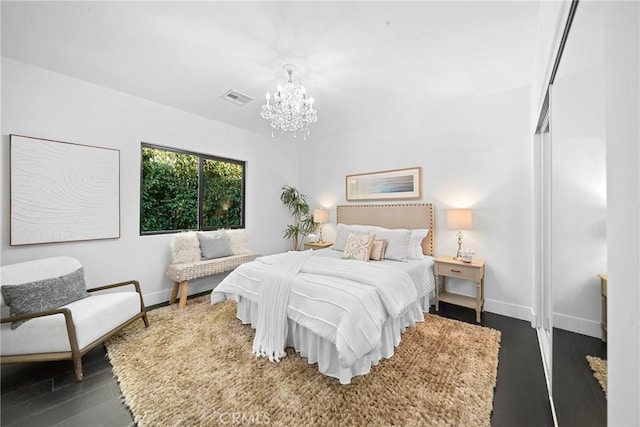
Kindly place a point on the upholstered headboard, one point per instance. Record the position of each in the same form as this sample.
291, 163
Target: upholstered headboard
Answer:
416, 215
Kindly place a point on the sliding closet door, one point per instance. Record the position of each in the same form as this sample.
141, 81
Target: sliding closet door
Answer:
578, 201
544, 302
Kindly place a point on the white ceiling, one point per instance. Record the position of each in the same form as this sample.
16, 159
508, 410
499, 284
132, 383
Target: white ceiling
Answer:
359, 60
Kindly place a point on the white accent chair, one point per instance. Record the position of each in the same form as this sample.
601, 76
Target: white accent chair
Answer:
70, 331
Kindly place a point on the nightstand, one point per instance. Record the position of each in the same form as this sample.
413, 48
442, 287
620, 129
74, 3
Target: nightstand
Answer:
447, 266
317, 245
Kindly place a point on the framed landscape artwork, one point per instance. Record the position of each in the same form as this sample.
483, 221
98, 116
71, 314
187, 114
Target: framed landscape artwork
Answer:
63, 192
385, 185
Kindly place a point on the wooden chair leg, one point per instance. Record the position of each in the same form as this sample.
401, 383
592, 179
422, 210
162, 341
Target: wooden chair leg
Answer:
183, 294
77, 365
174, 292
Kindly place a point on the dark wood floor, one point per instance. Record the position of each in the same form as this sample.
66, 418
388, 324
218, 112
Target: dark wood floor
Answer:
47, 394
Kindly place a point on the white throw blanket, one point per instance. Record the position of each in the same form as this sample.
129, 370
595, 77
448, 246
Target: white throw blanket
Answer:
272, 324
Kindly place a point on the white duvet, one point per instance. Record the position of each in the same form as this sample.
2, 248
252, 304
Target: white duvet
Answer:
343, 301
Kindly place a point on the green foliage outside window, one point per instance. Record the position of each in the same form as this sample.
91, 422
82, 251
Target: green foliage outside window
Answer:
170, 191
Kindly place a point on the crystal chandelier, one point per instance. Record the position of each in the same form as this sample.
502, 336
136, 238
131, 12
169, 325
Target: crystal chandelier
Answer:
290, 110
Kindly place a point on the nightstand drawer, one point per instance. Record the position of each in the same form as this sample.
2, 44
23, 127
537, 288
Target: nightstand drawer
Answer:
459, 271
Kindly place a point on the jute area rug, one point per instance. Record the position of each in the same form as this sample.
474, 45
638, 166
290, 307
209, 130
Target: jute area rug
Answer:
599, 368
194, 367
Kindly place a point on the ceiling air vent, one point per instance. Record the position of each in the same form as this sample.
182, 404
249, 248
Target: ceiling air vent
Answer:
237, 98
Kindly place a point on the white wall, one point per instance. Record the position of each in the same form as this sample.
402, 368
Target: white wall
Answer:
579, 194
39, 103
622, 89
474, 154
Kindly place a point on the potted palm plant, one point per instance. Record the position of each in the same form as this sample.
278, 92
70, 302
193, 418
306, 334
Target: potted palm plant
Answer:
303, 223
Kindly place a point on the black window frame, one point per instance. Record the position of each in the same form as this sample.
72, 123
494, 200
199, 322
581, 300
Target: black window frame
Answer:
201, 158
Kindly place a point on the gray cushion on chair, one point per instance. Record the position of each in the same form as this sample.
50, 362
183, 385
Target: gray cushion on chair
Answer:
44, 294
214, 245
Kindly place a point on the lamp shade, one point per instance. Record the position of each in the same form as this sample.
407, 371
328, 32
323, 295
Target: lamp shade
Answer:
320, 216
459, 219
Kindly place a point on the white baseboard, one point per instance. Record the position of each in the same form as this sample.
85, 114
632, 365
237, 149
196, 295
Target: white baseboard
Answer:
510, 310
578, 325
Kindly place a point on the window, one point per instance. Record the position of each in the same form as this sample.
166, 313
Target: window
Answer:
180, 190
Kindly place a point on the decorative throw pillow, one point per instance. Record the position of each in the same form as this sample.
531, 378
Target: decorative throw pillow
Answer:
185, 247
377, 250
214, 245
43, 295
342, 234
398, 243
415, 243
358, 247
239, 240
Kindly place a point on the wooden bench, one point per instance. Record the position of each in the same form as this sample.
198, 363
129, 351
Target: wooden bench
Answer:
188, 263
182, 273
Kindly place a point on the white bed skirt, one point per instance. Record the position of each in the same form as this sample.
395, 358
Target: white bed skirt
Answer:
323, 352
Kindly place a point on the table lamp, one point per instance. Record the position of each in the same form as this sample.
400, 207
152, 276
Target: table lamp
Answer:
320, 216
459, 219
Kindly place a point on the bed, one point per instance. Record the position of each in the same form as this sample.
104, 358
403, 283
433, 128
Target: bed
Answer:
347, 315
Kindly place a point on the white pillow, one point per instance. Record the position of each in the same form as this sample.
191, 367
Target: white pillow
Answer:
239, 240
358, 247
185, 247
342, 234
415, 243
397, 242
377, 250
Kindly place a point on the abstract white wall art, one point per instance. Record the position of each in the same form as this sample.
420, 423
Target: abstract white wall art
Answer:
62, 192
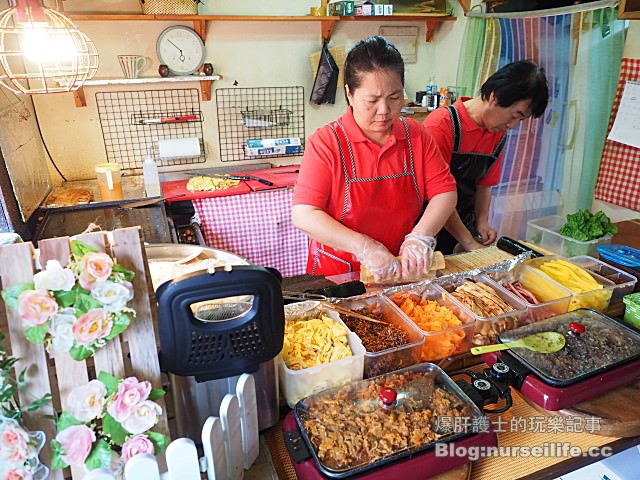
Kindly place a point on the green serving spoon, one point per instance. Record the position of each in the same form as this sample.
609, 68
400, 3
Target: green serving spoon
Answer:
545, 342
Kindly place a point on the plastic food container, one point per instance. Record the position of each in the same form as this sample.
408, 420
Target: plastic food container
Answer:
- - - - -
• GIVEN REQUEST
Please lay out every line of the items above as a numbered list, skipping any blank lines and leaving the pictures out.

• ANSWER FOR THIS EXERCISE
1. Kindly place a point on the upholstered headboard, one point per instance. Record the position of each in the same form as this sample.
2. 291, 163
3. Target: upholstered headboard
4. Answer:
5. 416, 215
6. Kindly place a point on the sliding closet door, one point per instance. Record the position of each in the same form as this sample.
7. 141, 81
8. Target: sliding closet door
9. Answer:
10. 578, 201
11. 544, 302
12. Kindly place a point on the white ceiling, one point per instance. Record the position of each in the same form as this sample.
13. 16, 159
14. 508, 410
15. 499, 284
16. 132, 383
17. Target: white ceiling
18. Answer:
19. 359, 60
20. Kindly place a point on the white accent chair, one point per instance. Record the position of each in the same form as this sample.
21. 601, 76
22. Target: white accent chair
23. Answer:
24. 70, 331
25. Kindly place a point on the nightstand, one point per instance. Record the position of each in the same form as this sample.
26. 413, 48
27. 442, 287
28. 620, 129
29. 74, 3
30. Target: nightstand
31. Answer:
32. 447, 266
33. 317, 245
34. Kindly place a point on the framed landscape artwork, one point per instance. Record the position of each in the same form as this sample.
35. 483, 221
36. 98, 116
37. 71, 314
38. 187, 114
39. Target: framed landscape artwork
40. Answer:
41. 63, 192
42. 385, 185
43. Kindly place a point on the wooden chair leg, one point per instance. Record the position of each in the same form as this sample.
44. 401, 383
45. 592, 179
46. 422, 210
47. 162, 341
48. Target: wooden chair leg
49. Answer:
50. 183, 294
51. 77, 365
52. 174, 292
53. Kindly place a point on the dark wood floor, one point per instance. Record the position of each in the same form as this sample.
54. 66, 418
55. 388, 324
56. 218, 112
57. Target: dark wood floor
58. Answer:
59. 47, 394
60. Kindly place a point on the white throw blanket, one point per instance. Record the position of each in the same form as this sample.
61. 129, 370
62. 595, 77
63. 448, 246
64. Target: white throw blanket
65. Answer:
66. 272, 324
67. Kindly place a point on the white duvet, one point per instance. Record the position of each in the same form as this sample.
68. 2, 248
69. 252, 304
70. Target: white duvet
71. Answer:
72. 343, 301
73. Kindly place a point on the green foliage outside window, one point per instance. Record the position of each in the same form as this sample.
74. 91, 422
75. 82, 251
76. Target: green foliage outside window
77. Answer:
78. 170, 191
79. Kindly place a point on the crystal chandelier, one point per instance. Record the position of each in the same form as this sample.
80. 502, 336
81. 136, 238
82. 131, 12
83. 169, 325
84. Target: crystal chandelier
85. Answer:
86. 290, 110
87. Kindly place a point on the nightstand drawer, one point per instance. Record the position of each in the same form as this sample.
88. 2, 44
89. 23, 127
90. 537, 288
91. Target: nightstand drawer
92. Answer:
93. 459, 271
94. Kindly place a point on the jute area rug, one point per instance. Record the position of each in the same form as this sample.
95. 474, 45
96. 638, 166
97. 290, 307
98. 209, 130
99. Target: jute area rug
100. Answer:
101. 599, 368
102. 194, 367
103. Kindly place a point on the ceiling air vent, one point per instance. Record the position of each in the same form as this sample.
104. 182, 404
105. 249, 248
106. Target: ceiling air vent
107. Answer:
108. 237, 98
109. Kindly place a point on the white wall, one point per instance. Record the position of each in the same form as this sample.
110. 402, 368
111. Target: white wall
112. Answer:
113. 579, 194
114. 39, 103
115. 622, 89
116. 474, 154
117. Kindly place a point on the potted palm plant, one point per instance. Record the position of each in the same form as this sample.
118. 278, 92
119. 70, 302
120. 193, 418
121. 306, 334
122. Target: potted palm plant
123. Answer:
124. 303, 223
125. Kindly place a point on the black window frame, one point per instance. Record the position of each in the same form as this sample.
126. 72, 123
127. 494, 200
128. 199, 322
129. 581, 300
130. Target: black window frame
131. Answer:
132. 201, 158
133. Kindly place a point on the gray cushion on chair, one point per instance. Record the position of each in the same form as this sample.
134. 50, 362
135. 183, 385
136. Target: gray cushion on chair
137. Answer:
138. 44, 294
139. 214, 245
140. Kindly place a point on the lamp shade, one point per instance. Record the position of each in the same form as this sample.
141. 407, 371
142. 328, 32
143. 323, 295
144. Target: lamp shade
145. Answer:
146. 320, 216
147. 459, 219
148. Kindly place a point on the white baseboard, one point per instance. Record the position of each in the same form as this sample.
149. 85, 114
150. 632, 365
151. 237, 149
152. 196, 295
153. Target: white baseboard
154. Answer:
155. 510, 310
156. 578, 325
157. Kindly place a point on the window, one point per instance. Record the position of each in the same form as this sample.
158. 166, 313
159. Target: window
160. Answer:
161. 180, 190
162. Kindly place a point on the decorative throw pillow, one point per instance. Record the position of each in the same form as this sample.
163. 531, 378
164. Target: decorative throw pillow
165. Answer:
166. 185, 247
167. 377, 250
168. 214, 245
169. 43, 295
170. 342, 234
171. 398, 243
172. 415, 243
173. 358, 247
174. 239, 240
175. Kindly place a point on the wooden bench, one point per instance. Record the position of each in the same form as this sample.
176. 198, 363
177. 129, 351
178. Target: wooden bench
179. Answer:
180. 188, 263
181. 182, 273
182. Kindly place a point on the white bed skirt, one point per instance. Record the position of each in the same form as this sample.
183. 395, 358
184. Target: white bed skirt
185. Answer:
186. 323, 352
187. Kindly place a point on the table lamp, one point per instance. Record the position of each in the same form as this sample.
188. 400, 207
189. 152, 276
190. Target: table lamp
191. Answer:
192. 320, 216
193. 459, 219
194. Kindly place a point on the bed, one point per instance. Record the position of each in the same form as this sample.
195. 104, 358
196. 403, 283
197. 433, 128
198. Target: bed
199. Answer:
200. 347, 315
201. Kindly place a point on the white pillow, one point per instance. Record the position of each in the same form as this sample.
202. 191, 367
203. Target: white pillow
204. Answer:
205. 239, 240
206. 358, 247
207. 185, 247
208. 342, 234
209. 415, 243
210. 397, 242
211. 377, 250
212. Kindly place a point on the abstract white wall art, one point per instance. Record the position of each in the same form as this sample.
213. 420, 423
214. Target: abstract white wall art
215. Answer:
216. 62, 192
217. Kindly place a point on the green serving spoon, one point per instance. Record the position of each in the same form as this sample.
218. 609, 68
219. 400, 3
220. Target: green serving spoon
221. Answer:
222. 545, 342
223. Kindly place a point on the plastic food container, one point per instance. Record the position of each in the same form as this sample.
224. 408, 420
225. Target: plastic food container
226. Answer:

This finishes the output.